Repeat only the lines below from the one containing "smaller rear wheel." through the one containing "the yellow combine.", inclusive, exactly as written.
▽
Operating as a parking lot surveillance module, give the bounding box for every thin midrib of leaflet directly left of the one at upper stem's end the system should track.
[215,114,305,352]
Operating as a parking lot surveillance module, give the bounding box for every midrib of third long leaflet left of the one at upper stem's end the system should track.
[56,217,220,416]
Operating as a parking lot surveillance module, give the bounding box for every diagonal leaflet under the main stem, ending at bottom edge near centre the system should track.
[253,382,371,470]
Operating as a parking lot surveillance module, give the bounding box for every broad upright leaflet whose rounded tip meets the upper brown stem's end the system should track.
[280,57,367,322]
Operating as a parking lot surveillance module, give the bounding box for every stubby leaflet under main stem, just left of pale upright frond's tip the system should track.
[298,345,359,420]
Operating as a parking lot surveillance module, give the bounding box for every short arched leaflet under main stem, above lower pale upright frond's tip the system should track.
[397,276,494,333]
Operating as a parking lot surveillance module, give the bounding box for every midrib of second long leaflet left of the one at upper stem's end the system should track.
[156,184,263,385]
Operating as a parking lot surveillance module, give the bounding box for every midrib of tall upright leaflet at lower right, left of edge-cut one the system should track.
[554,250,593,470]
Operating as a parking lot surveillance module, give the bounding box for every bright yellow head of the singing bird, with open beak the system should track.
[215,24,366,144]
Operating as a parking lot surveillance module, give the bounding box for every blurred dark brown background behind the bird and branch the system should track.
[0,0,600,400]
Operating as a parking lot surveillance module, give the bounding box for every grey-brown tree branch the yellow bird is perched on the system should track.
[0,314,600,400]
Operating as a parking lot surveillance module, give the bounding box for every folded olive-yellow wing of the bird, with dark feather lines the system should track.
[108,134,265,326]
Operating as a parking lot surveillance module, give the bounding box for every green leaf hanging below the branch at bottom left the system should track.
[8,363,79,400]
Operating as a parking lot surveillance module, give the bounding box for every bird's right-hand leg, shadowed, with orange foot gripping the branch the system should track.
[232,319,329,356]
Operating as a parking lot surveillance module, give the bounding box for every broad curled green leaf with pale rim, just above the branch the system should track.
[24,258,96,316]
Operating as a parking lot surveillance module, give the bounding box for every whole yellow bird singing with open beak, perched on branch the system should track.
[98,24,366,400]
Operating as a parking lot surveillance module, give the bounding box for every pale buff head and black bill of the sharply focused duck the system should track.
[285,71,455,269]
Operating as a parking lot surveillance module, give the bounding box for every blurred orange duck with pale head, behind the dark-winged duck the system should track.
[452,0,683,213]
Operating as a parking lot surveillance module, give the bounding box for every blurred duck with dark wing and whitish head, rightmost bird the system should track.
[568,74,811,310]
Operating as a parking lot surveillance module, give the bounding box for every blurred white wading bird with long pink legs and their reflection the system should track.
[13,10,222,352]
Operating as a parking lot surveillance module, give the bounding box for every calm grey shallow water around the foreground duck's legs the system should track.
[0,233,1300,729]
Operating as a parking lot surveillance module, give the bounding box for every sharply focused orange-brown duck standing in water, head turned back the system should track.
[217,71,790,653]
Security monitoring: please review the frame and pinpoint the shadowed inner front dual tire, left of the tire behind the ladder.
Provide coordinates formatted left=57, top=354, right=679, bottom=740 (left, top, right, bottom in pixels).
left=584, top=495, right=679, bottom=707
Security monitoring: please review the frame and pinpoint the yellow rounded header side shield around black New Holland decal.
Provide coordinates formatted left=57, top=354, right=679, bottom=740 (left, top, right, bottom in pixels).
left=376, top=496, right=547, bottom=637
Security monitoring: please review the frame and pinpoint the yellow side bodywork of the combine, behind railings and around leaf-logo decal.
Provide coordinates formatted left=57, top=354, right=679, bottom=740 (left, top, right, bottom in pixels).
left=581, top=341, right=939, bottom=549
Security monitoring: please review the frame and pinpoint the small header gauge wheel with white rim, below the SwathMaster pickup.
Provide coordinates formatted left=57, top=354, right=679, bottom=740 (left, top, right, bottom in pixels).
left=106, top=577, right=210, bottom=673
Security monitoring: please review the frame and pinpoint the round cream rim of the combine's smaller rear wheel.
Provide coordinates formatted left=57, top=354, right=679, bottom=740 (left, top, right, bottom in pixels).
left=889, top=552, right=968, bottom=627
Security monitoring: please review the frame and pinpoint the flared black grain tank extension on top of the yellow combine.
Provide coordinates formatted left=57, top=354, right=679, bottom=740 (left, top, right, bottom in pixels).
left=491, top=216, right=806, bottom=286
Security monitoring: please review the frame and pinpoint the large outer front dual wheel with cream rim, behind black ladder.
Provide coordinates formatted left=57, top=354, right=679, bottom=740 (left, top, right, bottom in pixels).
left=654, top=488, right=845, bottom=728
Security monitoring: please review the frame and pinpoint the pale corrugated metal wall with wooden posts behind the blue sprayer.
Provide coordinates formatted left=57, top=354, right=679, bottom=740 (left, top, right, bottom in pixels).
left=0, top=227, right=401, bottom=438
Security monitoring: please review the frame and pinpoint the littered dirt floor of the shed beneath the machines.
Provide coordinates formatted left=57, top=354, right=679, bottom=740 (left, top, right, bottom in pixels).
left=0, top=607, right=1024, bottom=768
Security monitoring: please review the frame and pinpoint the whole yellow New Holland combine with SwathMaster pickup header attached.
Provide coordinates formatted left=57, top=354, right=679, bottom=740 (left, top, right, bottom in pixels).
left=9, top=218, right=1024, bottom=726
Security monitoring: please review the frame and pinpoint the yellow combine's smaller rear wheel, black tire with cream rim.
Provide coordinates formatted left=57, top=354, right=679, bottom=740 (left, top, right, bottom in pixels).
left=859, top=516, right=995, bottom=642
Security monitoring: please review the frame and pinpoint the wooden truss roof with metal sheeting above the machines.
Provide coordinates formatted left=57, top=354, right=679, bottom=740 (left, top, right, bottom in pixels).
△
**Problem solution:**
Security monitoring: please review the frame and pinpoint the round cream rim of the combine's smaller rear wheel.
Provide coordinates formatted left=57, top=354, right=679, bottom=740 (left, top, right, bottom in pixels).
left=889, top=552, right=968, bottom=627
Security monitoring: please review the frame and pinpoint the flared black grain tank extension on top of the yellow combine.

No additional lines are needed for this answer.